Every year, the DGCCRF and Signal Conso (signalconso.gouv.fr) receive hundreds of thousands of phone scam reports. The TelCheck community flags new fraudulent schemes every week. Here is a rundown of the 15 most common phone scams in France in 2026.
1. Fake bank adviser
An individual claiming to be your adviser reports fraud on your account, uses some of your personal data, and asks you to validate a "security transfer" or share an SMS code. That code authorises a real fraudulent transfer. Golden rule: hang up and call your bank on its official number.
2. Ping call (one-ring scam)
Your phone rings once from an exotic foreign number (+222 Mauritania, +678 Vanuatu), then stops. The aim is to get you to call back a premium-rate service. Never call back an unknown foreign number that rang only once.
3. CPF training scam
A caller offers to use your CPF for a fictitious course, asks for your Mon Compte Formation login, then drains your balance. More than €43 million was diverted this way in 2025 (Caisse des Dépôts data). Never share your Mon Compte Formation credentials over the phone.
○ ○ ○
WORK TO COMPLETE:
1) In the phone scam rundown, how much money was diverted through CPF training scams in 2025?
2) Duplicate the stretch of the phone scam rundown from "Every year, the" through "its official number.".
3) Go on with the rundown of common phone scams in France from the point where it stops.

DATASET EXTRACT:
○ ○ ○
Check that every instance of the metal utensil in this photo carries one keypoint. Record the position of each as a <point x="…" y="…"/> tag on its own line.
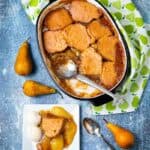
○ ○ ○
ANSWERS BY ITEM NUMBER:
1) More than €43 million.

2)
Every year, the DGCCRF and Signal Conso (signalconso.gouv.fr) receive hundreds of thousands of phone scam reports. The TelCheck community flags new fraudulent schemes every week. Here is a rundown of the 15 most common phone scams in France in 2026.
1. Fake bank adviser
An individual claiming to be your adviser reports fraud on your account, uses some of your personal data, and asks you to validate a "security transfer" or share an SMS code. That code authorises a real fraudulent transfer. Golden rule: hang up and call your bank on its official number.

3)
4. Fake energy supplier
A supposed adviser from EDF, Engie or TotalEnergies asks for your PDL number and IBAN, then initiates an unsolicited supplier switch. Door-to-door energy contract canvassing has been banned in France since 2022.
5. Fake parcel delivery (smishing)
An SMS or call says a parcel is held and requests customs or redelivery fees. Legitimate carriers (La Poste, Chronopost, DHL, UPS) never request bank details by phone.
6. AI voice cloning
AI tools can clone a loved one's voice from a few seconds of audio. You receive a call sounding exactly like your child in distress, urgently requesting a bank transfer. Establish a secret family code word for emergencies.
7. Fake tech support (Microsoft / Apple)
A browser pop-up or unsolicited call warns your computer is infected and asks you to install remote-access software. Neither Microsoft nor Apple will ever call you spontaneously about a device problem.
8. Fake CPAM agent
A caller claims to be from French health insurance to update your carte Vitale or refund an overpayment, asking for bank details. The CPAM never asks for a bank account number over the phone — use ameli.fr directly.
9 to 15. Other common scams
- Crypto investment: fake advisers pitch spectacular returns on fraudulent platforms. Check any platform against the AMF blacklist at abusifs.amf-france.org.
- Vishing (voice phishing): spoofed bank number plus a fraudulent pretext to obtain your credentials or validate transactions.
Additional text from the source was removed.